WHAT NEEDS TO BE DONE => Please rewrite these lines with "Tag one point" changed to "Mark a single point" wherever it occurs, keeping everything else the same and omitting the pictures.

INFORMATION PROVIDED =>
--- --- ---

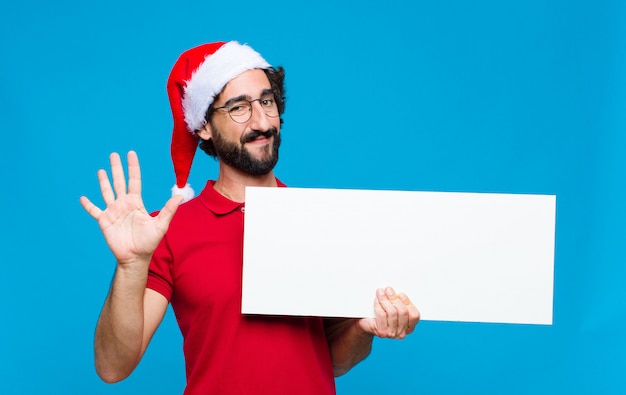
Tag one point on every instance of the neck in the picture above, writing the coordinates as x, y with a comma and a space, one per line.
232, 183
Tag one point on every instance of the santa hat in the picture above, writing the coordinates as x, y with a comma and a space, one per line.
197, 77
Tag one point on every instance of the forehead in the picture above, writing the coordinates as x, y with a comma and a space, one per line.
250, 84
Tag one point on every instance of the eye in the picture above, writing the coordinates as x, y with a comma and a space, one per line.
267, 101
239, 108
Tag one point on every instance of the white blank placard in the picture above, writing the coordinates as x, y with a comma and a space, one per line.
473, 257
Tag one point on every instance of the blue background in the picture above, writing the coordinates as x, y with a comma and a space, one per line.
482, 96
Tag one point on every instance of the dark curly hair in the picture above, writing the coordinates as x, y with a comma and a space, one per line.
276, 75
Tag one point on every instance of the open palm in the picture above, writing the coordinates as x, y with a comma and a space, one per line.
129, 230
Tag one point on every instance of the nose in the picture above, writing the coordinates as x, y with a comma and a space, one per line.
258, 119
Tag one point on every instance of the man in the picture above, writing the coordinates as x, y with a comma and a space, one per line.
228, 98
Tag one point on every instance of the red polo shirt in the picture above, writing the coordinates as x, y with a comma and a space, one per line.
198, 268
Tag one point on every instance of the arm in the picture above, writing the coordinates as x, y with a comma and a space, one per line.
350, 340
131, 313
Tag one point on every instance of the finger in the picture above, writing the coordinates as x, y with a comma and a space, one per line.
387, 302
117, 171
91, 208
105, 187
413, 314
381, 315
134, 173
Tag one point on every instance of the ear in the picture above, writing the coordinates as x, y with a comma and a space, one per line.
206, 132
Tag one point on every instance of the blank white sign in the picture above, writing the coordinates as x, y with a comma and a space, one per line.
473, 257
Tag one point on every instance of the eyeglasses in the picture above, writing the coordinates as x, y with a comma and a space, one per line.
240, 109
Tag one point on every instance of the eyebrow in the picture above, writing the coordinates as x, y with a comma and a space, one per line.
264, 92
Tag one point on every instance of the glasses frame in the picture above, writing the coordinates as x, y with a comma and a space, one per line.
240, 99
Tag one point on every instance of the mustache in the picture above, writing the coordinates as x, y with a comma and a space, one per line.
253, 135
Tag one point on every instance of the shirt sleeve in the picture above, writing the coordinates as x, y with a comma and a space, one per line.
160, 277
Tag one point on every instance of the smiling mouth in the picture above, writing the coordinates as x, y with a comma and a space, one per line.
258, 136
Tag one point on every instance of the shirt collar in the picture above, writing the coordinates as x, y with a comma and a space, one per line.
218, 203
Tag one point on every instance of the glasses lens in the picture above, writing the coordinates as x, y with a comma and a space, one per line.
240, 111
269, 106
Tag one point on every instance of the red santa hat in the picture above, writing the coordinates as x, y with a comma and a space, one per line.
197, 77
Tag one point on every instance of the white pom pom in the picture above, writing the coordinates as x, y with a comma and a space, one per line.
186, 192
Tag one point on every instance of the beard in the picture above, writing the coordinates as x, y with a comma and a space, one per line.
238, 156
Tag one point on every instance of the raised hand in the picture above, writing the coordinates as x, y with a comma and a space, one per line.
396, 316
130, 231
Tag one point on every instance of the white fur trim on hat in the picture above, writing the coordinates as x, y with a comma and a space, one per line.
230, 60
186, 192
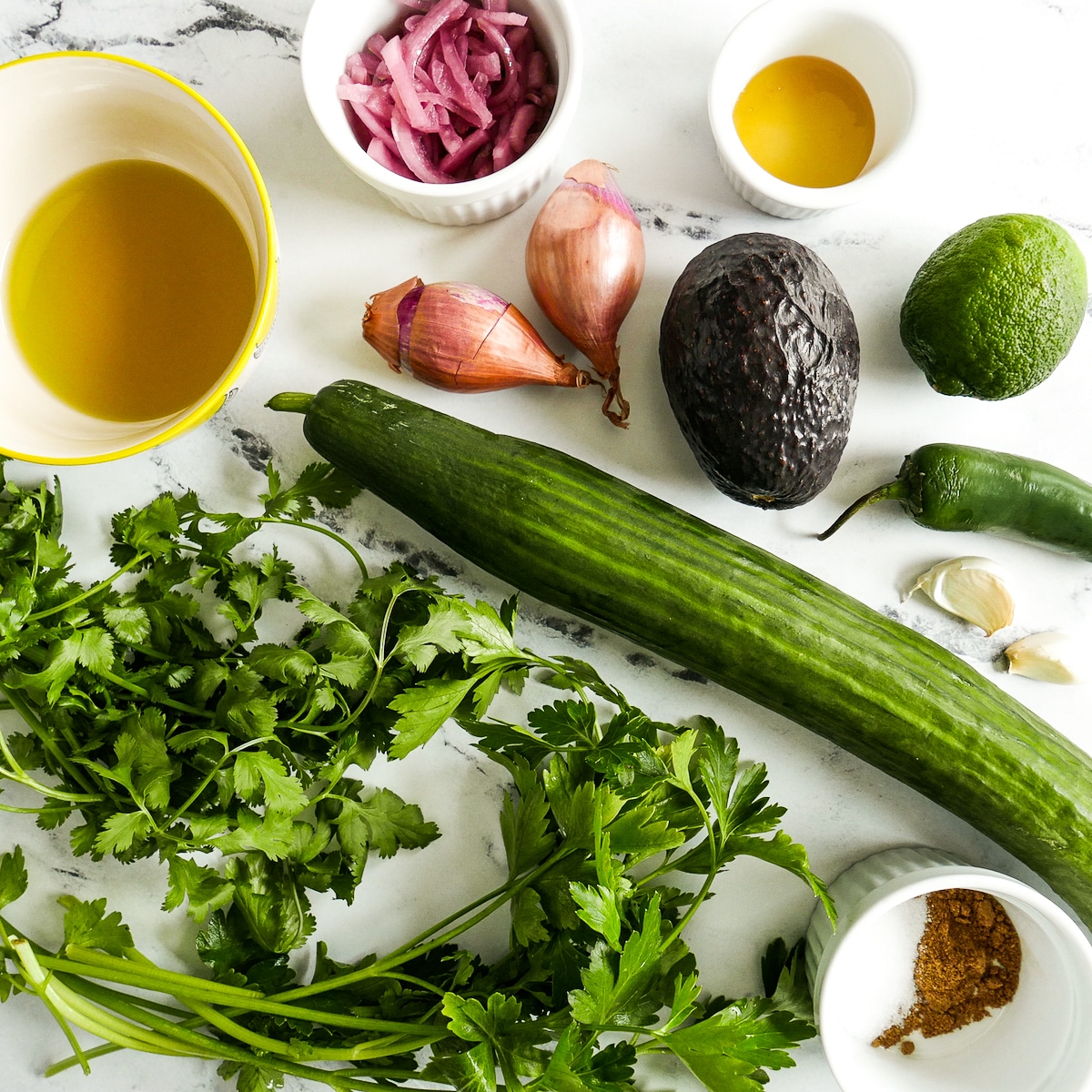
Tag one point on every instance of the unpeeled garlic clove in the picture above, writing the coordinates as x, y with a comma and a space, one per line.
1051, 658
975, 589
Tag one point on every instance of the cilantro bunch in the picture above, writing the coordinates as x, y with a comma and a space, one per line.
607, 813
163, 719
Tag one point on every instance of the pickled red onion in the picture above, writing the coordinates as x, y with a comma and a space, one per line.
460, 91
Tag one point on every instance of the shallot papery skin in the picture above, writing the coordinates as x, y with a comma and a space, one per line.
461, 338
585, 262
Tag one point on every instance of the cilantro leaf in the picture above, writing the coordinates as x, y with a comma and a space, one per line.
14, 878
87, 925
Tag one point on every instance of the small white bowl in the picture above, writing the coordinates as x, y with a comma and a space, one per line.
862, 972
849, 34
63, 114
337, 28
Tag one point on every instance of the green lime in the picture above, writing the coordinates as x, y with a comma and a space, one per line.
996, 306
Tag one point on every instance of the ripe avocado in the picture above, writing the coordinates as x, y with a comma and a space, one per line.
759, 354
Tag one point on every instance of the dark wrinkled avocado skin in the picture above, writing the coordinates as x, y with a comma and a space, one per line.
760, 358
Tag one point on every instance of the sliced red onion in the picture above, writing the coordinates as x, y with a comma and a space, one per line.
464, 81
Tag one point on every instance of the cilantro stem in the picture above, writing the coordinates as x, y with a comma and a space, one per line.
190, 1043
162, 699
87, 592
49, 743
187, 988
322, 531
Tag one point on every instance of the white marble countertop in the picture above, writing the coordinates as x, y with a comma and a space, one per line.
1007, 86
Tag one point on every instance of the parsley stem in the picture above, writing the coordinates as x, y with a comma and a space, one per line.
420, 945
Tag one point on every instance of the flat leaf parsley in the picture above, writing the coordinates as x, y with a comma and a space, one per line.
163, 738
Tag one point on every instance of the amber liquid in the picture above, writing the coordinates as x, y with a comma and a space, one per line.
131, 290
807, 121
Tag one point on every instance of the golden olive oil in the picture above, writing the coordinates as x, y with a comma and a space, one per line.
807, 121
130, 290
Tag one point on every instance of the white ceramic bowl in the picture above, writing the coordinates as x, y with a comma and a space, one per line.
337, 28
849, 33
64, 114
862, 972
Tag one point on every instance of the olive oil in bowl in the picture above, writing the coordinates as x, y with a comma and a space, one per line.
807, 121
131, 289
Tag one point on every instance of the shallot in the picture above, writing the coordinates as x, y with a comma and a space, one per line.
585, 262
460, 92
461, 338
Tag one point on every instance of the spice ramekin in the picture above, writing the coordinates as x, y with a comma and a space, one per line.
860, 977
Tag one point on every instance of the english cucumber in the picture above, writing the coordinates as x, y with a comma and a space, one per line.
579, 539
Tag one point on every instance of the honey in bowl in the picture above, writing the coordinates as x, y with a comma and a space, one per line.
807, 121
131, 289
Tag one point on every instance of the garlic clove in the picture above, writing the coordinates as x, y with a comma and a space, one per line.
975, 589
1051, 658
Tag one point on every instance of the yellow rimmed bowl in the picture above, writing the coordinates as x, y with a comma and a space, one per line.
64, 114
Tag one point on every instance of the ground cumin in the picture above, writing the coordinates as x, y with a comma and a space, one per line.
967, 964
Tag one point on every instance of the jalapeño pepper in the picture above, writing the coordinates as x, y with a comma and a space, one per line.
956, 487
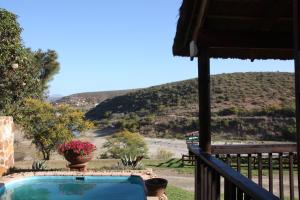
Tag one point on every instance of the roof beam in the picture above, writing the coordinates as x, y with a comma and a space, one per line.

--- --- ---

SOLUTION TO THIS PROBLEM =>
Mark a single point on every instance of the neck in the picture above, writing the coordinates as x, y with a comma and a space, one per line.
232, 183
Mark a single point on every instance of the santa hat in the picture above, writing the coordinates as x, y with a comma and a space, one per line.
197, 77
Mark a single point on every instance of the forehead in the picture above, writing the coordinates as x, y with a comma and a space, one per line.
250, 84
Mark a single point on every instance of the eye in the picture above, writing the coordinates as x, y with a comma and a space, one per line.
267, 101
239, 108
Mark a single point on every instance of the white blank placard in the picture above, writing the coordinates as x, y with a comma and a space, one per line.
473, 257
Mark a single point on every instance of the blue background in the picture above, writing the coordinates as x, y with a comma and a space, one per line.
482, 96
Mark a single point on every instance of the dark curly hair in the picture above, writing the coordinates as x, y with a comma and a space, one per line.
276, 75
Mark a single point on every instance of the open palm in the picture above, writing the coordinates as x, y with a comma and a space, one per line.
129, 230
Mark a single point on every instance of the nose in the picture above, writing the coordinates as x, y with a comma and a space, one per line.
258, 119
Mark a single point on every instance of the man in the picture above, writing the coordinates as x, y with a comma and a space, one per line.
228, 98
Mark a single point on every instance of the red polo shirt in the picture above, writing the coordinates as x, y with a comma and a space, one per line.
198, 268
Mark a single point on every instance of the arm in the picture above, writing the coordinates as x, y with a comma and a space, one per line.
350, 340
131, 313
Mark a single point on every instance of the finger in the picture above, writing the coordinates as x, y with a comma and a space, one per line.
387, 302
117, 171
91, 208
105, 187
413, 314
381, 315
134, 173
Mark a single point on every instance of the ear in the picture above, writing the coordinates as x, y with a comma and a space, one per line.
206, 132
Mark a single point on every instance of the blank white sign in the picture above, writing the coordinates as x, y with a comma and a space, one per line.
473, 257
Mark a single point on every instance of the eyeglasses in the picture above, writing the coordinates as x, y with a comma and a space, one per line.
240, 109
Mark a single point on every instance of the eyebrow in the picture above, writing the coordinates as x, y with a comma and a space, one per line.
264, 92
Mark a single point on every instance of the glasses frame in the picture above, writing the coordinates as x, y with a comma and a space, one per line.
240, 99
Mark a single point on every instance of the mustache in the picture above, writing the coordinates as x, y with a comma and a space, one per line.
253, 135
Mark a single point on every instance of the shirt sleeve in the picture above, writing the coordinates as x, y with a comma and a space, one per line.
160, 277
Mark a single point on every instance of the smiling mouth in the picture above, writing the coordinates as x, y with a comma and a space, one per line.
258, 136
Mark a single point on every instance of the shirt collar in the picture above, writing the coordinates as x, y with a comma and a space, one per line.
218, 203
Mark a single point on every instance of the glasses lens in the picture above, writing the coordinates as x, y with a comma and a space, one per line.
240, 111
269, 106
Mark a single point on every instance of the red santa hat in the picture above, writing the coordinates as x, y with a comma and a space, one per line.
197, 77
Mark a single point on every instance of the white pom pom in the picture above, writing the coordinates as x, y with a comma and a space, one per line.
186, 192
Mark a single point on every instance of the beard in the picture above, writing the coordinates as x, y with a comma and a space, one per line.
238, 156
Mark a single point on every instance of the raised hand in the picture above, writing the coordinates as x, y with a comma and a space, one per line.
396, 316
130, 231
Mark a single point on every instance of the white fur trim on hat in the picture above, writing the coordinates as x, y with a comma and a space, one per line.
230, 60
186, 192
Mark a single point on every instance of the unpeeled garlic clove in the picture above, writing the coordinates as x, y with a comma and a space, one per line.
1051, 658
975, 589
Mark a single point on every instance of the cilantro bunch in the picture above, writing the coordinates as x, y with a comma and a space, one per line.
607, 813
163, 719
Mark a single point on every instance of the pickled red onion in the picture above, writing the coordinates as x, y with a comma and a space, one per line.
460, 91
Mark a single point on every instance of the shallot papery skin in the picture above, writing the coordinates as x, y with a comma and a space, one per line.
461, 338
585, 262
Mark a single point on every instance of the cilantro leaf in the picture above, writing the coordinates as x, y with a comma and a space, one per line.
14, 878
87, 925
Mark a single point on every instance of the small white bowl in the picture above, writing the coordinates as x, y with a comma and a space, one per line.
862, 972
849, 34
63, 114
337, 28
Mark a single point on every instance of the green lime in the picture above, writing the coordinates as x, y with a comma and a space, one per line.
996, 306
Mark a single point on every instance of the ripe avocado in the picture above, writing the coordinates as x, y with a comma and a space, one per line.
759, 354
Mark a single point on every instance of the dark wrinkled avocado skin in the picture above, writing the coordinates as x, y with a comma and a space, one per line.
760, 358
Mark a single point on every instance of the sliced red onion in the picture above, writing the coordinates as x, y with a comma and a space, one per line.
464, 81
Mark a single point on every instance of the cilantro stem in the picture above, writing the coordinates as x, y with a comma and a space, one per line.
190, 1043
162, 699
87, 592
49, 743
187, 988
322, 531
Mark a single point on every instance of the white marble countertop in the picture above, writing the coordinates as x, y with a comma and a space, one per line.
1007, 86
Mark a single point on every instance of the parsley stem in the picture above, writing the coordinates as x, y with a comma and a space, one per line.
420, 945
Mark a single point on every instance of the flat leaf parsley in the picture above, writing the coordinates as x, y with a comma and a space, one per line.
163, 738
Mark a single point on every instance of the amber liquid in the picture above, writing the coordinates as x, y with a comma and a space, one per line.
131, 290
807, 121
Mark a single point on every instance of the golden olive oil in the picture above, writing the coordinates as x, y with a comma and a space, one per line.
807, 121
130, 290
Mark a single point on every instance of the white ceramic bowl in the picture above, writing the coordinates as x, y with a comma and a space, one per line.
337, 28
849, 33
64, 114
862, 972
Mark a single point on every instance of the olive oil in bowl in the picture above, writing the coordinates as x, y with a comma and a space, one per line.
807, 121
131, 289
Mark a single point on every instance of the shallot in the picture above, writing the coordinates as x, y with a comma and a space, one per line.
585, 262
460, 92
461, 338
Mark a single point on every instance of the spice ramekin in the picture above, writing the coordinates as x, y with a comma and a space, one per line.
860, 977
Mark a single point on every instance of the english cucumber in the picture above, writing the coordinates as x, y with a comma and a space, one per line.
579, 539
Mark a single point on every instance of the honey in bowl in the picture above, writing the coordinates as x, y with a comma and a space, one per line.
807, 121
131, 289
Mark a single point on every instance of the garlic clove in the picture above, writing the coordinates as x, y with a comma and a space, one per line.
975, 589
1051, 658
Mark a single point on every instance of the yellow rimmed bowl in the picture above, writing the coordinates as x, y with a comma and a space, one per line.
64, 114
Mark a single point on every instance of the ground cumin in the picture above, writing the coordinates as x, y with a comma and a space, one per line.
967, 964
Mark a single point on every instance of the jalapeño pepper in the picture above, writing the coordinates as x, y with a comma and a space, one per line.
956, 487
Mark a single point on every instance of the roof beam in the picture above, writing the coordinates as x, y with a comma and a space, one per line.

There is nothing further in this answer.